-- begin --
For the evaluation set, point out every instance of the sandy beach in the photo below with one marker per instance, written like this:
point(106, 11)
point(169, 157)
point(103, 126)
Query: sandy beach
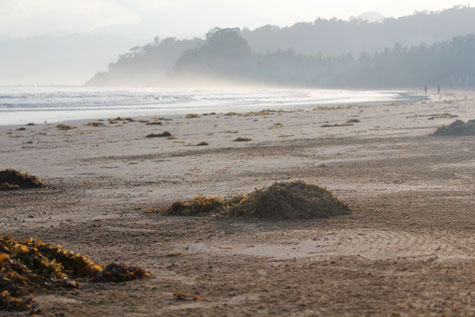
point(407, 249)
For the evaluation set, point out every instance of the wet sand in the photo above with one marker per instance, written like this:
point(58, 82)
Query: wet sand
point(407, 249)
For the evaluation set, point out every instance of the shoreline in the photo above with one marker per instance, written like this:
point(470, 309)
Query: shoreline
point(406, 248)
point(58, 116)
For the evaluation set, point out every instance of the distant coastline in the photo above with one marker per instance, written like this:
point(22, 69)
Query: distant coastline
point(25, 104)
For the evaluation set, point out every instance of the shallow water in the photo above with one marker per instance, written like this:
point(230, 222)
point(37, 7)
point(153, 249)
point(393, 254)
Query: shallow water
point(24, 104)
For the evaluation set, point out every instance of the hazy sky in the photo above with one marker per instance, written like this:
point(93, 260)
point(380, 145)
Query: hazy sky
point(186, 17)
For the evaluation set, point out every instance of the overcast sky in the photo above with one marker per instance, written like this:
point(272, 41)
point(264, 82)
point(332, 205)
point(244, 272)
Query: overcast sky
point(185, 18)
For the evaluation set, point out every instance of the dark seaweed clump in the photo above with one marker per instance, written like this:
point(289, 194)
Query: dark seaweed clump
point(457, 128)
point(28, 266)
point(12, 180)
point(295, 200)
point(161, 135)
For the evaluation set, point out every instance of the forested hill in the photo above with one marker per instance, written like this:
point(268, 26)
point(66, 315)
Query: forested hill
point(336, 37)
point(225, 54)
-- end --
** EXERCISE DETAILS **
Rewrite the entries from the start through the line containing "point(58, 116)", replacing "marker" with "dot" and keeping everything else the same. Omit the pictures from your version.

** COMPLETE ANSWER **
For the evaluation set, point out every instance of the sandy beach in the photo below with one dot per instance, written like this:
point(106, 11)
point(169, 157)
point(103, 126)
Query: sandy beach
point(407, 249)
For the evaluation set, point out every instance of the wet sand in the photo above with one dot per instance, written like this:
point(58, 82)
Query: wet sand
point(407, 249)
For the evaluation set, point out every instance of the shoreline in the photo above with one dot per instance, written like this:
point(470, 309)
Query: shoreline
point(406, 248)
point(58, 116)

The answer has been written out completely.